A Ana é médica. Vai para largos dias, que trabalha mais de doze horas por dia e assiste impotente a dramas anunciados e que não consegue evitar. Tem medo de ir a casa, pode estar infetada, mais vai. O amor e a saudade fazem-nos correr riscos, e tem saudade dos beijos e dos abraços do marido e dos filhos. Há dias, tinha a sua espera , na caixa do correio, uma mensagem anónima: ” Era bom que fosses morar para outro lado”. Malvado Covid, que afeta as mentes das gentes!
O Pedro continua a trabalhar na fábrica. A sua vida é o trabalho e a política é coisa para quem sabe. Não usa proteção, que essas mariquices de luvas, máscaras e afins não dão jeito à produtividade e o patrão precisa de faturar para nos pagar o ordenado. A gente vai-se ajeitando. Já foi sindicalizado, mas deixou de o ser. Sindicatos, nem pensar, o patrão é que me paga o ordenado. O Covid não lhe importa nada, é coisa de políticos. Se fossem trabalhar….

# [ENUNCIADO 1]
No texto sobre a Covid, quantas horas por dia trabalha a Ana?
# [ENUNCIADO 2]
Escreva a continuação do texto sobre a Covid a partir da última frase apresentada.

Dados de localização espacial:
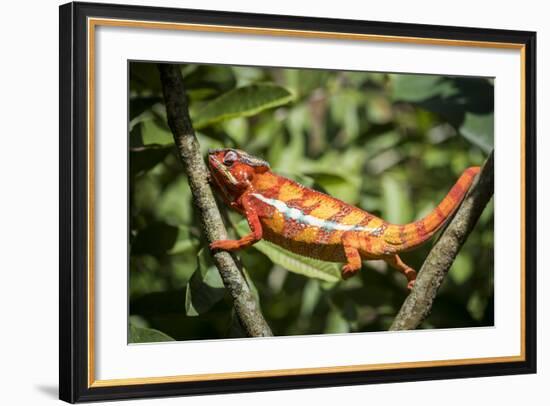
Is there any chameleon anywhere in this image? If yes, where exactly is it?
[208,148,480,290]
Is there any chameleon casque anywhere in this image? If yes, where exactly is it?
[208,148,480,289]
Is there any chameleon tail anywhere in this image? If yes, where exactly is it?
[384,166,480,250]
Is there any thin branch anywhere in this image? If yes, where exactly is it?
[390,152,494,330]
[158,64,273,337]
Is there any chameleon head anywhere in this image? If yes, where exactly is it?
[208,148,269,203]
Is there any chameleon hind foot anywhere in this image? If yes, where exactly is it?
[342,243,362,279]
[384,255,416,290]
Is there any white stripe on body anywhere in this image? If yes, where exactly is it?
[252,193,378,232]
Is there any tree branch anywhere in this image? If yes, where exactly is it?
[158,64,273,337]
[390,152,494,330]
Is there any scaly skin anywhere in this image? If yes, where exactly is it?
[209,148,480,289]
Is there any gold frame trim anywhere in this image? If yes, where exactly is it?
[87,18,526,388]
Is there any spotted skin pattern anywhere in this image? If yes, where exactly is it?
[209,148,480,289]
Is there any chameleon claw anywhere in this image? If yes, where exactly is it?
[209,240,239,251]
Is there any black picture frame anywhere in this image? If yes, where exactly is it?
[59,3,536,403]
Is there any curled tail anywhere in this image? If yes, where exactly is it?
[384,166,480,250]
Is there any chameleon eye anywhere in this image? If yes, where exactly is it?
[223,151,237,166]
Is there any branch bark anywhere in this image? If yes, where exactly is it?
[390,152,494,330]
[158,64,273,337]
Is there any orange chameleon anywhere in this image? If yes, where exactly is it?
[208,148,480,289]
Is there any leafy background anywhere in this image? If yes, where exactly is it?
[129,62,494,342]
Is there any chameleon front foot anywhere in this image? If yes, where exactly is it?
[209,240,241,251]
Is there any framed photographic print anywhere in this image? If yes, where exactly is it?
[60,3,536,402]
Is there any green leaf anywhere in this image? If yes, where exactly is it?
[389,74,457,102]
[324,309,350,334]
[458,113,494,153]
[193,84,294,129]
[130,145,172,176]
[382,174,412,224]
[141,118,174,146]
[449,252,474,285]
[128,324,174,343]
[132,222,178,255]
[185,248,225,316]
[237,220,341,282]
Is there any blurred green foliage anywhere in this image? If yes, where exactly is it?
[129,62,494,342]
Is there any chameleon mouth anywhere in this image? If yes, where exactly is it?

# [RESPOSTA 1]
Mais de doze horas por dia.

# [RESPOSTA 2]
A Sara também anda revoltada. Comemorar o 25 de Abril? Nem pensar! Então, eu que antes, andei em bons colégios pagos pelo meu Pai, nunca me faltou nada, já era rica e casei ainda mais rica, nunca trabalhei, embora tenha um grupo de amigas que, a tempos marcam encontros e desenvolvem umas ações de caridade, ia agora comemorar o 25 de Abril? O meu marido soube-se adaptar aos novos tempos e eu estou de bem com isso. Desde que não tenha de trabalhar e possa ir ao chá com as amigas, importa-me lá o que ele faz fora de casa. No tempo do Salazar é que era bom, havia empregadas, não reivindicavam, vivíamos em paz! E agora, este Covid, que fecha cabeleireiros, lojas de roupa, não nos deixa viajar. Que chatice!
O António é um caso particular. Sem futebol, sem touradas e sem as partidas de sueca no Jardim da Parada, a vida não tem sentido. Não sabe o que fazer. Ler não faz sentido, é coisa para intelectuais, já leu tudo o que tinha a ler na escola, à base de cada reguada por palavra mal soletrada. Ainda, por cima , tem de ficar em casa a aturar a mulher: “Podias arranjar essa prateleira. Podias lavar os azulejos da casa de banho. Podias arranjar essa porta que anda a bater com o vento. O raio que a parta!” A culpa é dos políticos , que me obrigam a isto. Por isso é que eu não voto. São todos iguais. Deixem-se lá dessas tretas do Covid e façam lá uma touradas e retomem o campeonato que o Benfica ainda pode ser campeão.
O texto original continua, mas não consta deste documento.